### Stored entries

---*---

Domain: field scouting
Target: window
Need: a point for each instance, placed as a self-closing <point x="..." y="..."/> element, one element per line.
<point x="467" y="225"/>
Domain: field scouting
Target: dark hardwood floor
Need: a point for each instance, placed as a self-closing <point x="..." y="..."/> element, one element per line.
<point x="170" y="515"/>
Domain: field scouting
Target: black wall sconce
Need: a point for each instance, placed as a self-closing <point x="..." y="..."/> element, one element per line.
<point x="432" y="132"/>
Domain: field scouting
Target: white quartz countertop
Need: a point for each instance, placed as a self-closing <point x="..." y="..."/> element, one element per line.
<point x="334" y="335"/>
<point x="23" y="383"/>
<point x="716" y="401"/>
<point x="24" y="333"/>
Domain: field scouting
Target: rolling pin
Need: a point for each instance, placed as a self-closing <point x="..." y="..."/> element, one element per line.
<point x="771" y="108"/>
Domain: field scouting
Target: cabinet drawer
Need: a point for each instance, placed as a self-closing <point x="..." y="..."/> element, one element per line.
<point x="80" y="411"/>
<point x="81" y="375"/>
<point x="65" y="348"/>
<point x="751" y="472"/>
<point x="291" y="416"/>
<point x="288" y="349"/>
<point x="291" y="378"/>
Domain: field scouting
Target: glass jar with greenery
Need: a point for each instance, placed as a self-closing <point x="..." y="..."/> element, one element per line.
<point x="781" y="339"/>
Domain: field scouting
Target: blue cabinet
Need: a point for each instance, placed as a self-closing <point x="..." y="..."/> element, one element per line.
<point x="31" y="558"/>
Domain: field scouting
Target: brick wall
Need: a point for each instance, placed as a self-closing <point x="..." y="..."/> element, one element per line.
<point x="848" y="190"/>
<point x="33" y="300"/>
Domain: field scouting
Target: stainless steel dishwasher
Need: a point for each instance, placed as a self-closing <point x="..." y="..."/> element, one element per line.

---*---

### Exercise
Exactly as they are written, print the entries again.

### Correct response
Domain: field scouting
Target: window
Need: a point for each instance, placed as a self-closing <point x="..." y="..."/> element, one element per line.
<point x="467" y="225"/>
Domain: field scouting
Target: dark hardwood floor
Need: a point for each instance, placed as a self-closing <point x="..." y="..."/> element, one element per line.
<point x="170" y="515"/>
Domain: field scouting
Target: black wall sconce
Need: a point for each instance, placed as a self-closing <point x="..." y="..."/> element, one element per line.
<point x="432" y="132"/>
Domain: field scouting
Target: white quartz countertop
Need: a point for each instance, placed as a self-closing <point x="..." y="..."/> element, one element per line.
<point x="334" y="335"/>
<point x="23" y="383"/>
<point x="716" y="401"/>
<point x="24" y="333"/>
Domain: field scouting
Target: rolling pin
Need: a point for each instance, placed as a self-closing <point x="..." y="..."/> element, one element per line.
<point x="771" y="108"/>
Domain: field scouting
Target: cabinet drawer
Need: a point for each instance, placed as a self-closing <point x="..." y="..."/> element, one element per line.
<point x="80" y="411"/>
<point x="81" y="375"/>
<point x="65" y="348"/>
<point x="751" y="472"/>
<point x="291" y="416"/>
<point x="288" y="349"/>
<point x="291" y="378"/>
Domain: field scouting
Target: glass jar with greenery
Need: a point for each instance, placed as a self-closing <point x="..." y="..."/> element, one element per line.
<point x="781" y="339"/>
Domain: field scouting
Target: blue cabinet
Need: a point for each instance, placed as a self-closing <point x="..." y="..."/> element, one element per line.
<point x="31" y="558"/>
Domain: field scouting
Target: brick wall
Need: a point for each instance, placed as a self-closing <point x="..." y="..."/> element, one element per line.
<point x="848" y="190"/>
<point x="33" y="300"/>
Domain: field scouting
Target: stainless steel dishwasher
Need: a point for each instance, placed as a self-closing <point x="..." y="..."/> element, one element per line.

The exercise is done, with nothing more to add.